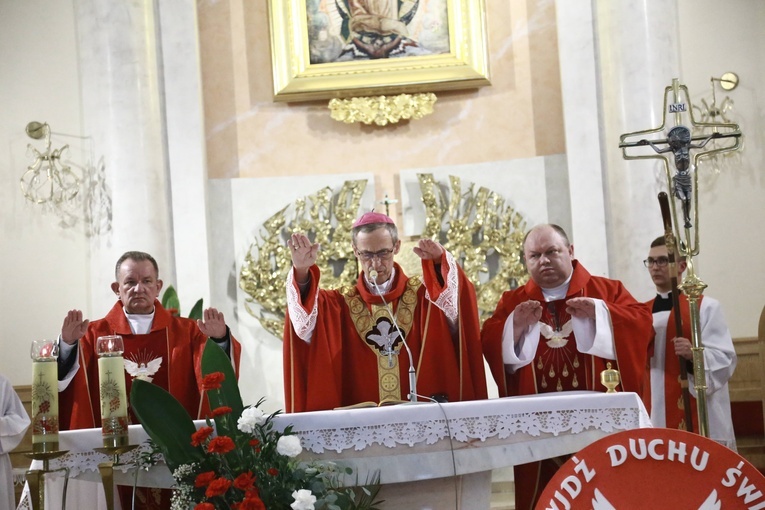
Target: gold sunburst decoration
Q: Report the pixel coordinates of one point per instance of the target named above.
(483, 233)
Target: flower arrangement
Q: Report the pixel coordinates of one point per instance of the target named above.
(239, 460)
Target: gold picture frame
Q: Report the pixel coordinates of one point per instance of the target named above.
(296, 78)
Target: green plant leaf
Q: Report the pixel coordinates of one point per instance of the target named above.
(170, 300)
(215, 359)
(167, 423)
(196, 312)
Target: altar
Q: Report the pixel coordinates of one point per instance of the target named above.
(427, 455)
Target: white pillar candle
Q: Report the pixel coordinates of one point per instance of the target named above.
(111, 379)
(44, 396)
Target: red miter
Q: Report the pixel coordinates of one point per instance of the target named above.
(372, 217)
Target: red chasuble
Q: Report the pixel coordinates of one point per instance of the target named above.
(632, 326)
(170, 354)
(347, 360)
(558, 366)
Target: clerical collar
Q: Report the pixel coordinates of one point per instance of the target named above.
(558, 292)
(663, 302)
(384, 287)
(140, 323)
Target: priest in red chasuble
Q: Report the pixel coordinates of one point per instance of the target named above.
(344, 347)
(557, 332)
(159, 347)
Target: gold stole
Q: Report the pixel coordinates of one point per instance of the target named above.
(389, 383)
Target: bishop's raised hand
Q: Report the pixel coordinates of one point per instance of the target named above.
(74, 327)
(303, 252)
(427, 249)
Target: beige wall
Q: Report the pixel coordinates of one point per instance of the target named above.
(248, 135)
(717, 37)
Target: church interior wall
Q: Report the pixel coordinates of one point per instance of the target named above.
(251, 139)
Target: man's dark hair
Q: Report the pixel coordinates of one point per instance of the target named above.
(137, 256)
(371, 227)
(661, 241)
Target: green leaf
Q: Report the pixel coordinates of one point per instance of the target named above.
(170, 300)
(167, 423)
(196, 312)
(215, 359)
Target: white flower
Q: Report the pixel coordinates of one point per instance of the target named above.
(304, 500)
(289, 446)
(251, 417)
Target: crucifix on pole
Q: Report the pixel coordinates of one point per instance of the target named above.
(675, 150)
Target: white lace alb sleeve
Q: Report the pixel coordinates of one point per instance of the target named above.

....

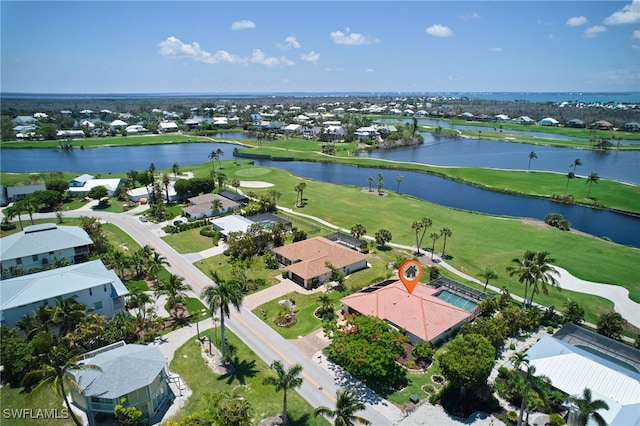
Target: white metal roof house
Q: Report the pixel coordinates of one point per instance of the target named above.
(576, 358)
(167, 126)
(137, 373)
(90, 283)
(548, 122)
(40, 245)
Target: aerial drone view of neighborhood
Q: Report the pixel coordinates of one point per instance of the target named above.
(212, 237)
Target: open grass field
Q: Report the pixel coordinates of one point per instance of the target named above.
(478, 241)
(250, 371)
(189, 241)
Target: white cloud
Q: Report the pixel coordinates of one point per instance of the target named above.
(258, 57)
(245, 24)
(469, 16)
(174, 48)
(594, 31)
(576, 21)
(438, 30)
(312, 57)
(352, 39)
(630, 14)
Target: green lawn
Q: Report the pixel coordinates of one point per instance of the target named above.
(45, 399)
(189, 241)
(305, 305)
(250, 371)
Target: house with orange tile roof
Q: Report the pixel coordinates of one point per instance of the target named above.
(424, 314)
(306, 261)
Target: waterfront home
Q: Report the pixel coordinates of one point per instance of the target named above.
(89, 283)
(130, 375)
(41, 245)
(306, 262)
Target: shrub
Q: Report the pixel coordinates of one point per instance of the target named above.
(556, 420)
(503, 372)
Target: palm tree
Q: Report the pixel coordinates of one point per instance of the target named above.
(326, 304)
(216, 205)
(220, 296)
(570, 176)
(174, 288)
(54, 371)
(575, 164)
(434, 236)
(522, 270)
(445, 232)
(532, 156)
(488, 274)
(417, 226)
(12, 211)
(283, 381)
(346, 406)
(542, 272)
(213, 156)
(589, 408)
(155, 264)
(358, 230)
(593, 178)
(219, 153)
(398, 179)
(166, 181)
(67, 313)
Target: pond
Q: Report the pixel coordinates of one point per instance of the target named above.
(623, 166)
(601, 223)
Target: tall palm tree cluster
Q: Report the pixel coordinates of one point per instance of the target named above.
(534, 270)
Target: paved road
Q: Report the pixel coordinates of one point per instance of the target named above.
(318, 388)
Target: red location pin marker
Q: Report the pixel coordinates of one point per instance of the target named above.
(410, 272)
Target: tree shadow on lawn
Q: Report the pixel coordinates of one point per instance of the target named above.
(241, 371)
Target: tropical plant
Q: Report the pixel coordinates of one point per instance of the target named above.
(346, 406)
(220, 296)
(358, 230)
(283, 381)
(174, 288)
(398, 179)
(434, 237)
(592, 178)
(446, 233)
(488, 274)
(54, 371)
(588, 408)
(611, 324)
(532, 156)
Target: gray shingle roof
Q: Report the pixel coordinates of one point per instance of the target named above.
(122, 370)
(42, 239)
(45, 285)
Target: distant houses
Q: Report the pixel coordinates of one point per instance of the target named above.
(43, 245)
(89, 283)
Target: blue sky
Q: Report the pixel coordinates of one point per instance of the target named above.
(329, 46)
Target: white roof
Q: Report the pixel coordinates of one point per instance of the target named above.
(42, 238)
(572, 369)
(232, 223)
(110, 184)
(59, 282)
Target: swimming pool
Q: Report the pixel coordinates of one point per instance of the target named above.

....

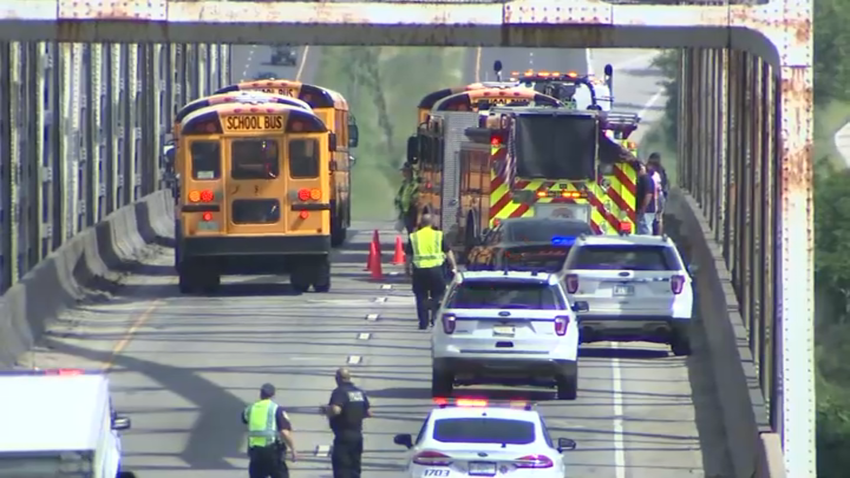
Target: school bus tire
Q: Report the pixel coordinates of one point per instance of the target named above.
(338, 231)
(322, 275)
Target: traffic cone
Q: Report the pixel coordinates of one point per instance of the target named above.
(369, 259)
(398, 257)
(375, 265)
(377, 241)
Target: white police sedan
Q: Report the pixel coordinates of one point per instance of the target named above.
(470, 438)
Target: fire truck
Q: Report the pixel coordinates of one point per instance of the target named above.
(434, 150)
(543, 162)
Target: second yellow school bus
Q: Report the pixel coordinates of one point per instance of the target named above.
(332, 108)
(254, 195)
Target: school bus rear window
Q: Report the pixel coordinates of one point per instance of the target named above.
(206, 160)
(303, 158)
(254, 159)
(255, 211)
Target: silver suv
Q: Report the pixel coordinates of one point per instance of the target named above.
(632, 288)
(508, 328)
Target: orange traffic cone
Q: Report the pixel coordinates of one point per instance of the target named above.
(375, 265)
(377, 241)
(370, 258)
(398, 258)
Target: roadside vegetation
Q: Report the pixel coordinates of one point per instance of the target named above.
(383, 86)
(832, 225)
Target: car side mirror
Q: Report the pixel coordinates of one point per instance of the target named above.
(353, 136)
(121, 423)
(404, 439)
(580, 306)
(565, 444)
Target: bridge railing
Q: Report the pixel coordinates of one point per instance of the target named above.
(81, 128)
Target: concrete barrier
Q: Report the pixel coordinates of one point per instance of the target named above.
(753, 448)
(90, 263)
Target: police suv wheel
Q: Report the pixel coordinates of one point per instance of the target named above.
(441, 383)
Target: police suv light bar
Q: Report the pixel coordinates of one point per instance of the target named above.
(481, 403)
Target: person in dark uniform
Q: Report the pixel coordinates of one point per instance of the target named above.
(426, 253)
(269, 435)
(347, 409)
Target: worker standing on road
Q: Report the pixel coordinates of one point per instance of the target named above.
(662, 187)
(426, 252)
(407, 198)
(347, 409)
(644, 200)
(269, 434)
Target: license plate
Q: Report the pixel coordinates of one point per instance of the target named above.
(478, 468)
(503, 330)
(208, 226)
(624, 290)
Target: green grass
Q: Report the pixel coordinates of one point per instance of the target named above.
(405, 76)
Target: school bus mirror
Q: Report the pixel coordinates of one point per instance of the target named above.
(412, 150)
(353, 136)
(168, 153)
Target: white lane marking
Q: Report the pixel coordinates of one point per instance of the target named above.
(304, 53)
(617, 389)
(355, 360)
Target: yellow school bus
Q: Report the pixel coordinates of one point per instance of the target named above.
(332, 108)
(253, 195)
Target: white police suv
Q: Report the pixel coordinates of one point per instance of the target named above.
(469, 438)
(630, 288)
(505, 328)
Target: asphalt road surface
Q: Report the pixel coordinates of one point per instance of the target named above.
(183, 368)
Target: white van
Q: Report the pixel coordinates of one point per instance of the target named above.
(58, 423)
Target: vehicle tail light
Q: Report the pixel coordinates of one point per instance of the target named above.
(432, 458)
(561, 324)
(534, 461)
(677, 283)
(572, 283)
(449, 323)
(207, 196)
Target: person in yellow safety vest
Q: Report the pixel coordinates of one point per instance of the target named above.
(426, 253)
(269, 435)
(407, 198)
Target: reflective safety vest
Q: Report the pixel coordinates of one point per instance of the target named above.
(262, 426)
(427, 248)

....

PROMPT: Only those lines of the entries above that run from the line containing "Target: gold sunburst decoration" to the line containing "Target: clerical collar", both included, should be transcribed exactly.

FINISHED EXERCISE:
Target: gold sunburst decoration
Q: Report the pixel coordinates of one point per instance of the target named above.
(483, 233)
Target: flower arrangement
Q: Report the pixel coordinates of one point per instance of the target named above.
(239, 460)
Target: gold picture frame
Q: Report the pixel coordinates of one point per instance of the target named above.
(296, 78)
Target: green plant leaf
Q: Report the pixel coordinates of one point per instance of the target named above.
(170, 300)
(215, 359)
(167, 423)
(196, 312)
Target: altar
Q: Report the pixel coordinates of one point per instance of the target named above.
(427, 455)
Target: white pillar candle
Q: Report the pixel coordinates of one point per instance of the target named above.
(111, 379)
(44, 396)
Target: red miter
Q: Report the pixel coordinates of one point per instance of the target named above.
(372, 217)
Target: red chasuble
Q: Report the pixel coordinates of one point per instance of the target named above.
(632, 326)
(170, 354)
(347, 360)
(558, 366)
Target: clerical collar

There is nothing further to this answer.